Region pointing data:
□ □ □ □
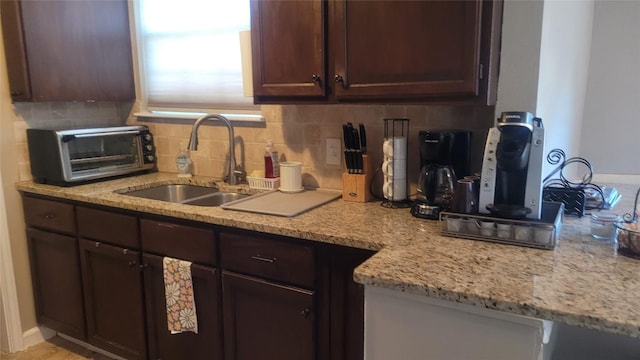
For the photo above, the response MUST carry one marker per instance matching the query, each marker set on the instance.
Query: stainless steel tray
(541, 234)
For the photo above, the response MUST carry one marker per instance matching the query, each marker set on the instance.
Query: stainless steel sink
(187, 194)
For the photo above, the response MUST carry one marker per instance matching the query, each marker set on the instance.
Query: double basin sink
(187, 194)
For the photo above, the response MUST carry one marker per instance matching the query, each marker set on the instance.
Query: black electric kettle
(436, 185)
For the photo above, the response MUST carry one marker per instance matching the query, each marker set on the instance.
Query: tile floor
(55, 348)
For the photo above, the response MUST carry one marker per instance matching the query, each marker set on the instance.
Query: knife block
(356, 187)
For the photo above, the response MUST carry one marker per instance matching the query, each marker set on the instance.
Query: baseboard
(91, 347)
(36, 335)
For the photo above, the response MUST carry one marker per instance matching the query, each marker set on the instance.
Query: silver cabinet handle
(263, 259)
(305, 313)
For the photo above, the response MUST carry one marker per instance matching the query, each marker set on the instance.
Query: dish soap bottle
(271, 165)
(183, 163)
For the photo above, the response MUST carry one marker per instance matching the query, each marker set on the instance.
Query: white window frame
(153, 112)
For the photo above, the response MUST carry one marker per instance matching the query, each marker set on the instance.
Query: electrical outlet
(333, 151)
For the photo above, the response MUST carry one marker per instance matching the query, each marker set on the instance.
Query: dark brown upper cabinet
(376, 51)
(288, 48)
(68, 50)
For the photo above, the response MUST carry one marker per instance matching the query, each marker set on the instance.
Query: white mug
(291, 176)
(395, 147)
(395, 190)
(396, 168)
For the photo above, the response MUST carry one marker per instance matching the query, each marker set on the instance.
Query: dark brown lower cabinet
(265, 320)
(57, 283)
(114, 299)
(207, 343)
□ □ □ □
Could the lines above be copied out exactly, with no image carried over?

For the photo above, the response MUST carry one marker per instance matching the query, each marker set on the instance.
Query: stainless steel tray
(541, 234)
For the photo above, the response MUST carry one marker per instance matching the query, each marker set on the instance.
Query: stainless steel sink
(187, 194)
For the photo above, the response MUST carry one marker per instance matching the query, each marker set on the instance.
Query: double basin sink
(187, 194)
For the photo above, the response MUST carry one marker per instance matching the query, each marker set on the instance.
Query: black electric kettle
(436, 185)
For the photo above, the response MUST carry one marker per instance matching the query, each marker set on the instance.
Query: tile floor
(55, 348)
For the photo above, the response MUST carry one marker per instance matching the query, each marker set on the instance.
Query: knife block
(356, 187)
For the photo above, the response MUST carry one marker per instance matching the query, each marker set on the instance.
Query: baseboard
(91, 347)
(36, 335)
For the photo above, the response MUST carry one marker per instance matching the query, each marker set on the instance.
Query: silver cabinet handle
(263, 259)
(305, 313)
For the photo above, the response MUST carry one marker per instance matching the query, each marker set on the instance.
Query: dish soap bottle
(271, 165)
(183, 163)
For the photo above, the response MUST carry one marker per instance matching the query, each marker set on the instance.
Query: white window frame
(153, 112)
For the photo above, the response MUST carry one marker per instance matching the query, each marker set on the instance.
Query: electrical outlet
(333, 151)
For the photo above, the response MUST carry one marker per instance matching the query, each marker set on the instance.
Query: dark brown upper cabinet
(376, 51)
(288, 48)
(68, 50)
For the photo above, the response MUST carry one marker per instance matching the query, each marker set on the instance.
Query: white mug
(291, 176)
(395, 147)
(395, 190)
(396, 168)
For the photo above, the response MUST carry one marker per instance matching the query, each marker set on the instance.
Query: dark brown lower cabinet
(265, 320)
(57, 283)
(114, 299)
(207, 343)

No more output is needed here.